■ What you have to do ■
Nothing below is to be printed except the lines between the line holding "Reviewer note: every instance of the sweater" and the line holding "pixel 124 161", inclusive, each exactly as it appears.
◆ ◆ ◆ ◆ ◆
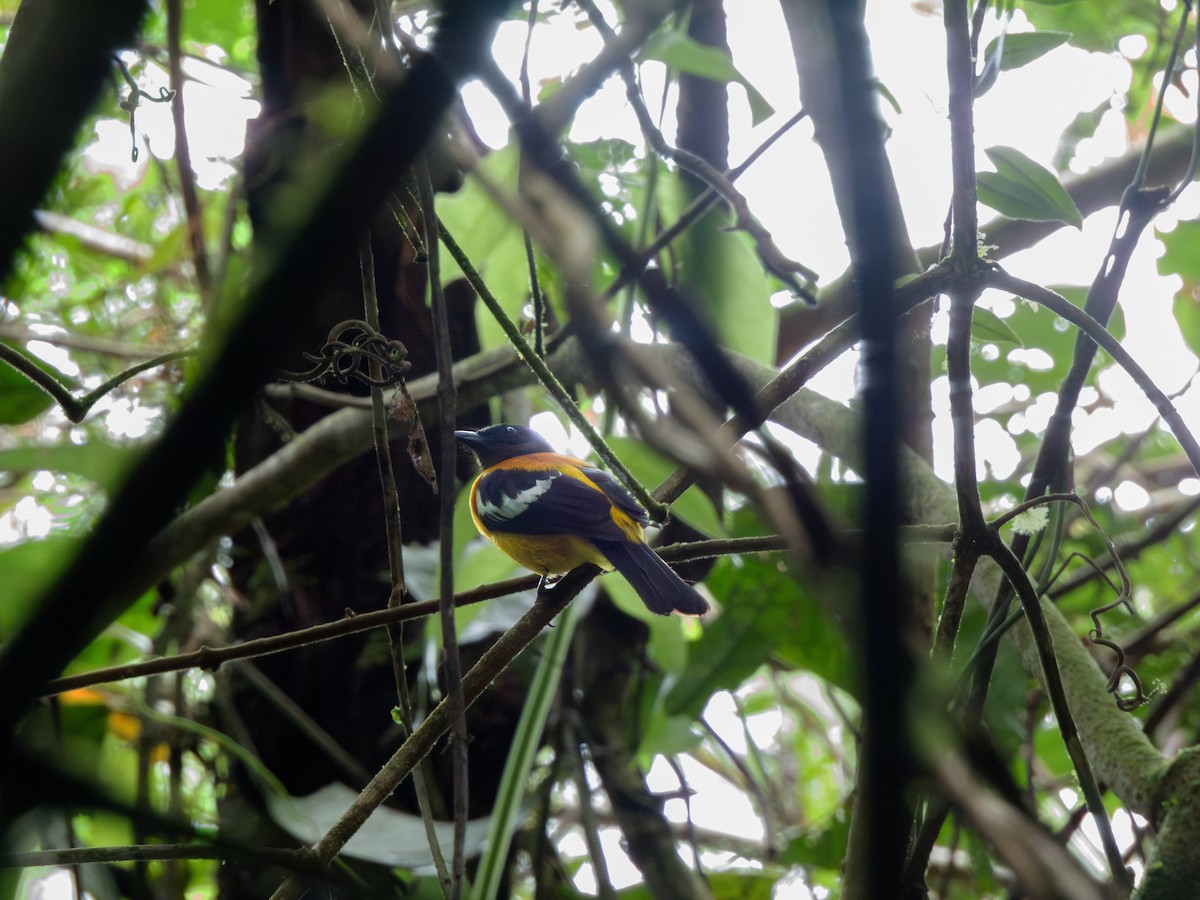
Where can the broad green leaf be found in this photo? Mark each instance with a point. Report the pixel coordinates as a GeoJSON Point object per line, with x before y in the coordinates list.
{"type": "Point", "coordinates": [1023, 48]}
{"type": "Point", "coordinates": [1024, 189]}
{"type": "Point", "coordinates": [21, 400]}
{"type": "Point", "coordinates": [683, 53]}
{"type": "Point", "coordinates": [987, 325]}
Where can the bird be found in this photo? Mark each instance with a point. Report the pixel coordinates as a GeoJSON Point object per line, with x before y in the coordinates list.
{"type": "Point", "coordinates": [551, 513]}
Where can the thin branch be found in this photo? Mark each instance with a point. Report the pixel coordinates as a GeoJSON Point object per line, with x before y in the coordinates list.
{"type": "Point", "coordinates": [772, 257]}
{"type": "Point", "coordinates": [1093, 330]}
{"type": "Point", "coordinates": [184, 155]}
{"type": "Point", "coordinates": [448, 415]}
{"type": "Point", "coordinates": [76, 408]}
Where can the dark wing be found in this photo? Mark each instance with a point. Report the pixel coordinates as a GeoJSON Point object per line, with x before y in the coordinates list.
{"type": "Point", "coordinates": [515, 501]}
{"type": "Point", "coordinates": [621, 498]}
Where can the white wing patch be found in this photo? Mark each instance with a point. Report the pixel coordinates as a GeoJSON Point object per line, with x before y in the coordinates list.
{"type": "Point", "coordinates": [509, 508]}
◆ ◆ ◆ ◆ ◆
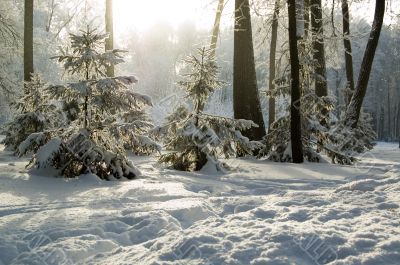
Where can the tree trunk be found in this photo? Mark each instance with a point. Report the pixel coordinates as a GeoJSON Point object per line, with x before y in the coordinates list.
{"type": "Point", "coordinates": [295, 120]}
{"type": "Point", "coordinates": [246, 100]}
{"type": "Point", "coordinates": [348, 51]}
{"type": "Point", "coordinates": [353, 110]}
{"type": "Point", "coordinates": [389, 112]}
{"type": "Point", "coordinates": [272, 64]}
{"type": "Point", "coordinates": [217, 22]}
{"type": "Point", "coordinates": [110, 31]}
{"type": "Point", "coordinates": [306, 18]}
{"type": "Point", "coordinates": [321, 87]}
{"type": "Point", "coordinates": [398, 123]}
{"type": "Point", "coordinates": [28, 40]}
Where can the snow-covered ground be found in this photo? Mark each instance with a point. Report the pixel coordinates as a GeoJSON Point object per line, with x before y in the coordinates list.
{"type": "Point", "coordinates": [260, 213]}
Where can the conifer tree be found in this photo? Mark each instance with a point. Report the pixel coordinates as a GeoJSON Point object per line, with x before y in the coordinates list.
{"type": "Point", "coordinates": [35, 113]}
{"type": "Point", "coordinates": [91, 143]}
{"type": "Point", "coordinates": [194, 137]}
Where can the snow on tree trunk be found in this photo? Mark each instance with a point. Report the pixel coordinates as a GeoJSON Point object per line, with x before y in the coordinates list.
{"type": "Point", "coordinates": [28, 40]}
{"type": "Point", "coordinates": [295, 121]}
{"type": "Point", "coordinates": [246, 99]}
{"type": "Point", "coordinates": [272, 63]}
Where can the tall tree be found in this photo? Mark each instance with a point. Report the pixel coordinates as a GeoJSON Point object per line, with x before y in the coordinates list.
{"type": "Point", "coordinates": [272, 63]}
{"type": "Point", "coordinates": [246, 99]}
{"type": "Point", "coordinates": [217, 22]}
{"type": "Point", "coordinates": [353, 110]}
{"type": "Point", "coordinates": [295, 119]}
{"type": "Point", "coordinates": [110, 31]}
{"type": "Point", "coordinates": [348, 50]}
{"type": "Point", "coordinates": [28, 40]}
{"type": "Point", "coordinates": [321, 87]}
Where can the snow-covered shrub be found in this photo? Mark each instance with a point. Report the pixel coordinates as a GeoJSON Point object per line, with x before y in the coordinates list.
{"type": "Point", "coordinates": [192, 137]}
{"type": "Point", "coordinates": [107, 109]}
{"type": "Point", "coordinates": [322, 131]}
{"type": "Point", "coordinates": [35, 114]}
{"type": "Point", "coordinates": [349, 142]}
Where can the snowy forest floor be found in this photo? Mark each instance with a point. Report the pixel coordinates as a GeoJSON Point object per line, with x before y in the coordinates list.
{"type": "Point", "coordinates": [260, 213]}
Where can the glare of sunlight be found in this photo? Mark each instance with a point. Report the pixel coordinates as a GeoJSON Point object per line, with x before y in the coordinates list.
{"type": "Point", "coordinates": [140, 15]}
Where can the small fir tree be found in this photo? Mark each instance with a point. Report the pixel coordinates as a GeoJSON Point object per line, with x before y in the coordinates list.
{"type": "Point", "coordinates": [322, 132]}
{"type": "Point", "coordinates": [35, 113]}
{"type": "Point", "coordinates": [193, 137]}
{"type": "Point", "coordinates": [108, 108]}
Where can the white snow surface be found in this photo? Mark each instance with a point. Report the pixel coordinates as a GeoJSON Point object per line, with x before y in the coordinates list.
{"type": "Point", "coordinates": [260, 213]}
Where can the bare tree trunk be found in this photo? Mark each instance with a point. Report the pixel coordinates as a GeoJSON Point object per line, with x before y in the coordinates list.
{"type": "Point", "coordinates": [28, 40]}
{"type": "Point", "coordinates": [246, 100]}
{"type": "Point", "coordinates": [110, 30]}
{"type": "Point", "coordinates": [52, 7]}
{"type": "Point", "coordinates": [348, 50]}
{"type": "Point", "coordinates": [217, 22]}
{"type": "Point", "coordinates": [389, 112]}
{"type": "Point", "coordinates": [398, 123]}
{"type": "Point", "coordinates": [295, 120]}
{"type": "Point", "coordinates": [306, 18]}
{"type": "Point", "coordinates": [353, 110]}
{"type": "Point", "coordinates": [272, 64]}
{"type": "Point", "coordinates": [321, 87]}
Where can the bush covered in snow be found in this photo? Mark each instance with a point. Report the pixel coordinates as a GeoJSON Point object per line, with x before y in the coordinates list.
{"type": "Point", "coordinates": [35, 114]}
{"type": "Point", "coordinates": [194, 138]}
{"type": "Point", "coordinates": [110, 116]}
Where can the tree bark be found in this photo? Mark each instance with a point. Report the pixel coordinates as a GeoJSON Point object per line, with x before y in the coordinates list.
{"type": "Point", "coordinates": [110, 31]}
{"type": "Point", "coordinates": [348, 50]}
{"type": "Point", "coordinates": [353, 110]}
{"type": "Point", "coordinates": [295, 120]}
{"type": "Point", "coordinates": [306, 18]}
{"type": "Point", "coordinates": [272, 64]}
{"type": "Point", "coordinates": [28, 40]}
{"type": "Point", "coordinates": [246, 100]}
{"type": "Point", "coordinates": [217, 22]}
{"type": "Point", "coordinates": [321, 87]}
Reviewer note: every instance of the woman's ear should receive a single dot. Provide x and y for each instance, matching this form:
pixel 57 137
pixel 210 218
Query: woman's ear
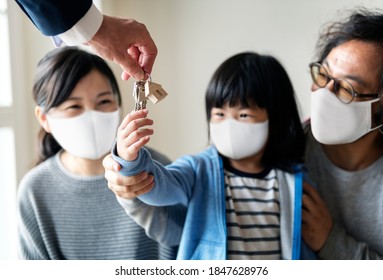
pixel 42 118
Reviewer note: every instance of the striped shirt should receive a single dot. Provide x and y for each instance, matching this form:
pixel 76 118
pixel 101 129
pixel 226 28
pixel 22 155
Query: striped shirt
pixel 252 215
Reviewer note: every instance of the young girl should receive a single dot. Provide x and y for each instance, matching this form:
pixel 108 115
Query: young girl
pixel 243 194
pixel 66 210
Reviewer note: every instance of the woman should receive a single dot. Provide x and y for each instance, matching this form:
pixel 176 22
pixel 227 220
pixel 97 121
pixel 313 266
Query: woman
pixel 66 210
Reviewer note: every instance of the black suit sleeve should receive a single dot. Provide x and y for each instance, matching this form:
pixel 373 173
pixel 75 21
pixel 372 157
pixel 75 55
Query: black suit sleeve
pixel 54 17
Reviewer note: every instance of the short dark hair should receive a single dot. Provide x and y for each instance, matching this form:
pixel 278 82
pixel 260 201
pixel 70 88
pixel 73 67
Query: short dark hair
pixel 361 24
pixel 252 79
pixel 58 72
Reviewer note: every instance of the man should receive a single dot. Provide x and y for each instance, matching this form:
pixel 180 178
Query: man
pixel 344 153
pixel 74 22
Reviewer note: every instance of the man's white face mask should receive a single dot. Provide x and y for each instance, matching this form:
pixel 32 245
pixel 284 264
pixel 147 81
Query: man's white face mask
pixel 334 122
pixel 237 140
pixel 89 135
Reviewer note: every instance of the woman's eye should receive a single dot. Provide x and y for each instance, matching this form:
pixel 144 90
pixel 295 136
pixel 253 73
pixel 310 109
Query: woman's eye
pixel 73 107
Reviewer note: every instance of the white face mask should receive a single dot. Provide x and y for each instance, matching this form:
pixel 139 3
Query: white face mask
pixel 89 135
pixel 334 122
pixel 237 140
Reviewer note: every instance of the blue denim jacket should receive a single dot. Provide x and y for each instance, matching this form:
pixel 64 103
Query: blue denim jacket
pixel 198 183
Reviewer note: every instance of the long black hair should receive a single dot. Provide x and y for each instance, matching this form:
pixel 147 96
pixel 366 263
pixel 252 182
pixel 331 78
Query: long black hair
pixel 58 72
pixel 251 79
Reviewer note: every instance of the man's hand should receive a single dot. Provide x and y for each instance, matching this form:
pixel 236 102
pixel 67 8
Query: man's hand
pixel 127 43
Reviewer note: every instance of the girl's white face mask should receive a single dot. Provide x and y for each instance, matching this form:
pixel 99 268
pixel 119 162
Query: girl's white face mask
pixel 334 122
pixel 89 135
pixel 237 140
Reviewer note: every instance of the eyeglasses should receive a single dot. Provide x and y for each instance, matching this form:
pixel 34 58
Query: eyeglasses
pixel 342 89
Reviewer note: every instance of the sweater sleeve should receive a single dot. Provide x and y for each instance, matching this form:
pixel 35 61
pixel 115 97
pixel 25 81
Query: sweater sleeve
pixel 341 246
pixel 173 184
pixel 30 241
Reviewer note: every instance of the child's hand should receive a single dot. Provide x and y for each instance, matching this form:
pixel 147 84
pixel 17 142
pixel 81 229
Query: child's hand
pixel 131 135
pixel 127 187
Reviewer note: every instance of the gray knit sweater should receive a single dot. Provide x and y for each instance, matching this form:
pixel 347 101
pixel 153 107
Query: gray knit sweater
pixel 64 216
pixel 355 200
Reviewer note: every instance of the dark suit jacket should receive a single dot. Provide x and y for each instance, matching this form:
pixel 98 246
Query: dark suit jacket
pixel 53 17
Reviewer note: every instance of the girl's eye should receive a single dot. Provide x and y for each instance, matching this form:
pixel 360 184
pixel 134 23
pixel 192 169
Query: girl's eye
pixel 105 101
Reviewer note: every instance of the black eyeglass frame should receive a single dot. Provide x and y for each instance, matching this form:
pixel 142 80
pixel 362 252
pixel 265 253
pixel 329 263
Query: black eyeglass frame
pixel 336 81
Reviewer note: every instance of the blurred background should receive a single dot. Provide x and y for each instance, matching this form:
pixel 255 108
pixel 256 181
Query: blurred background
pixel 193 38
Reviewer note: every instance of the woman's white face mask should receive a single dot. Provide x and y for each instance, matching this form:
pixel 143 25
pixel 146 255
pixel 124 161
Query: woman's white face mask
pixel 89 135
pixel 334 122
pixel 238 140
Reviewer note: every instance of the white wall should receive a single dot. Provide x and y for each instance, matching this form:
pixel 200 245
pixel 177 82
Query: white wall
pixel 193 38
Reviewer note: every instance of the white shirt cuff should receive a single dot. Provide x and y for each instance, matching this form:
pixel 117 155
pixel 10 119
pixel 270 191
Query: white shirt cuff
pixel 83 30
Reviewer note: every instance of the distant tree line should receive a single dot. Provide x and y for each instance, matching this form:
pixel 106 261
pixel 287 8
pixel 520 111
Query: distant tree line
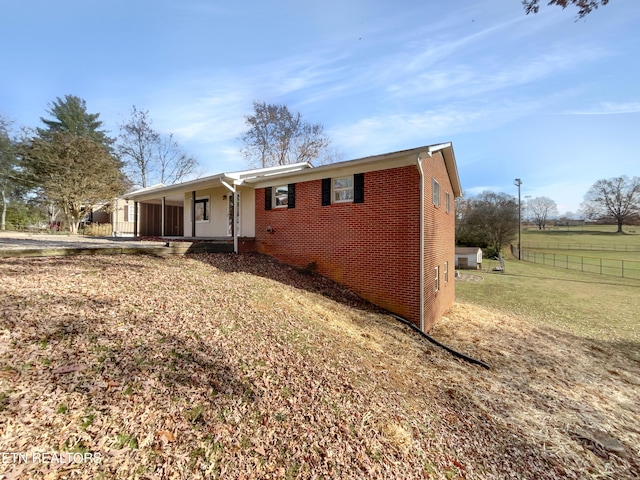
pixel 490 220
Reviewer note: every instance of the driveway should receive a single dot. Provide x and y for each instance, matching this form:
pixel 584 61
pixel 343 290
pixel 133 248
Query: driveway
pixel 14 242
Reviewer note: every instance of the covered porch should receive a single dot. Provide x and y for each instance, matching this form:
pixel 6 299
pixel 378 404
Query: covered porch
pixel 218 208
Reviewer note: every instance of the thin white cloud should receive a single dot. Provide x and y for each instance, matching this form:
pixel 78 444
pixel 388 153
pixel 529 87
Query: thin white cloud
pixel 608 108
◆ ◆ ◆ ◆ ◆
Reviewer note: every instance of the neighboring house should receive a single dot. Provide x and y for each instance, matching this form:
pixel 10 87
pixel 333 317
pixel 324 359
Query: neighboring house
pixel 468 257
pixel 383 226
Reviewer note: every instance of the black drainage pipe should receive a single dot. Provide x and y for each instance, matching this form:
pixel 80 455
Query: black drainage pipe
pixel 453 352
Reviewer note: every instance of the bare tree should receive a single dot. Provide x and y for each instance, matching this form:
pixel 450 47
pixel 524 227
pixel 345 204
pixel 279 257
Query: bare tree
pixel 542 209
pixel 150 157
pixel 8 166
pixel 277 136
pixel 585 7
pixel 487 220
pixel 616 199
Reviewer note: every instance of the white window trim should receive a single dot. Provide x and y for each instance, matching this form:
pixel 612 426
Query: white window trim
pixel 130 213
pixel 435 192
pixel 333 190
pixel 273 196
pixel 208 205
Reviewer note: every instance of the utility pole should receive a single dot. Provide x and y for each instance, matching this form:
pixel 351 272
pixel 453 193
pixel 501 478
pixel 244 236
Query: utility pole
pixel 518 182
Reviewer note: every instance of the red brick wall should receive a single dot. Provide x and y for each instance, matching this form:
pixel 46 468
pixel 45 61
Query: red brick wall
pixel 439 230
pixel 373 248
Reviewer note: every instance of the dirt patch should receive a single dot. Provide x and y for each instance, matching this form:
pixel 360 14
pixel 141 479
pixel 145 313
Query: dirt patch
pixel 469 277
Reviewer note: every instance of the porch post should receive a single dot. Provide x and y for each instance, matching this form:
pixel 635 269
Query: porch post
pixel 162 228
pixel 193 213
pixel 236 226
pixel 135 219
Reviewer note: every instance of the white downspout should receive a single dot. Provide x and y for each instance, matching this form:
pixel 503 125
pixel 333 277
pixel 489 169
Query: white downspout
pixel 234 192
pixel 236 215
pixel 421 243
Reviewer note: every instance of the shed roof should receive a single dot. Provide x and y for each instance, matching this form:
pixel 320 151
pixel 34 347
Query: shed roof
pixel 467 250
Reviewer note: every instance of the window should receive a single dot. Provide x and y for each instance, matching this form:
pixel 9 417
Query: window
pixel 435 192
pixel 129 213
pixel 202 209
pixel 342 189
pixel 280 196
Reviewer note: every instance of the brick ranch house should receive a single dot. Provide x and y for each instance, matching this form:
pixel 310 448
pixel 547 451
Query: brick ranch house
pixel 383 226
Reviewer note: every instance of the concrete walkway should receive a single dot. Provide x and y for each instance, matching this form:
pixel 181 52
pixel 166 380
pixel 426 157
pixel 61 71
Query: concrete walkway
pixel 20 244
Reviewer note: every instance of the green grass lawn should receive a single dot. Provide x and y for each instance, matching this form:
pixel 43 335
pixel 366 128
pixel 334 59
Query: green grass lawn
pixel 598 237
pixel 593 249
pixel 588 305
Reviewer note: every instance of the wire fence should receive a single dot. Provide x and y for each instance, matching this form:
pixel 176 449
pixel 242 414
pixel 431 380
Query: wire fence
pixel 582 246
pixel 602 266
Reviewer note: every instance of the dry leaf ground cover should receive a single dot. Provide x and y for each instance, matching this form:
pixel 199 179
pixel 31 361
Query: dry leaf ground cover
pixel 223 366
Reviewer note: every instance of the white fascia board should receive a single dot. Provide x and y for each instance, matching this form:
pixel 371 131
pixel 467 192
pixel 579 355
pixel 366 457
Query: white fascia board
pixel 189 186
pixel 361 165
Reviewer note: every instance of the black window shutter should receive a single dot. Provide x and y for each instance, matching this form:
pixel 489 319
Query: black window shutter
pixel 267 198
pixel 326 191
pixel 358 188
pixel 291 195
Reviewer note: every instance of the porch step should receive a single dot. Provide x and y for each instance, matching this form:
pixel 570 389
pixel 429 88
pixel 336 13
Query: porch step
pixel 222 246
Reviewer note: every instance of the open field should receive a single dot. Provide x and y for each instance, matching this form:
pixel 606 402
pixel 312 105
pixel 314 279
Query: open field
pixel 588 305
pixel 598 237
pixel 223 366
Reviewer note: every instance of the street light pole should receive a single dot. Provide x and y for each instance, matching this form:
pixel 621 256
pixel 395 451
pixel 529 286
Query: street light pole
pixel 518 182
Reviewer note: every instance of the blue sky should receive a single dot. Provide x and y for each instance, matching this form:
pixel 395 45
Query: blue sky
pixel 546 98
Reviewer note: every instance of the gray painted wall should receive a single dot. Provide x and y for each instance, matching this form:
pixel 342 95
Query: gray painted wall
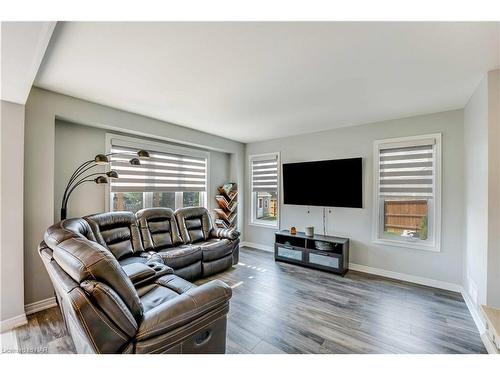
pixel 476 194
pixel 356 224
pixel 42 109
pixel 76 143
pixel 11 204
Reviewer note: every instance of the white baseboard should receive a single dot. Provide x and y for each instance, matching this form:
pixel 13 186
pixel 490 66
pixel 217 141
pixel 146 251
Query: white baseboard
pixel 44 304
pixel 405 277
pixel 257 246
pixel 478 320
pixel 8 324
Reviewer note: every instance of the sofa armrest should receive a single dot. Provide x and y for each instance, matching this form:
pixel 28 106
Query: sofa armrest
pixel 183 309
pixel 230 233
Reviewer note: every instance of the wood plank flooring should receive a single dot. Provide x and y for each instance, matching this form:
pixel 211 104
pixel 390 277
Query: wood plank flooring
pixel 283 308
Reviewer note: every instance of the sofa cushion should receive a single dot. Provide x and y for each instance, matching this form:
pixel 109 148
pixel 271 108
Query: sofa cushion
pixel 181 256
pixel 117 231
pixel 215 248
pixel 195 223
◆ ◆ ◆ ◆ ◆
■ Your solution ■
Reviewer note: every instance of the sweater sleeve should receive a single dot. Provide x and y for each instance, matching this form:
pixel 35 61
pixel 115 97
pixel 25 81
Query: sweater sleeve
pixel 341 246
pixel 173 184
pixel 30 241
Reviewer note: every instance of the child's hand should receive a single dot. Provide x and y for each instance, matching this form:
pixel 147 84
pixel 17 142
pixel 81 229
Query: child's hand
pixel 131 135
pixel 127 187
Reviewer note: every instance of the gray knit sweater should receive a single dot. Provide x and y for each instance, matching this form:
pixel 347 101
pixel 153 107
Query: gray knit sweater
pixel 64 216
pixel 355 200
Reviewer note: every instance of the dark suit jacket should receive a single dot. Provide x and y for each instance, matching this form:
pixel 98 246
Query: dark suit jacket
pixel 53 17
Reviewer note: every instance of the girl's eye should receive a single dot. Provide x and y for each instance, matching this form:
pixel 360 184
pixel 134 23
pixel 192 169
Query: girl's eye
pixel 105 101
Reviewer note: every instance of the black eyeglass frame should receive a single dot. Provide x and y for each instance, matching this form:
pixel 142 80
pixel 362 252
pixel 265 253
pixel 329 263
Query: black eyeglass frame
pixel 336 81
Reviewer note: every instance of the blurred background should receive a single dot. Provide x and y for each instance, matching this form:
pixel 255 108
pixel 256 181
Query: blurred background
pixel 193 38
Reviewer note: every instance of the woman's white face mask should receive a single dot. Provide x and y for each instance, matching this form:
pixel 143 25
pixel 146 255
pixel 124 161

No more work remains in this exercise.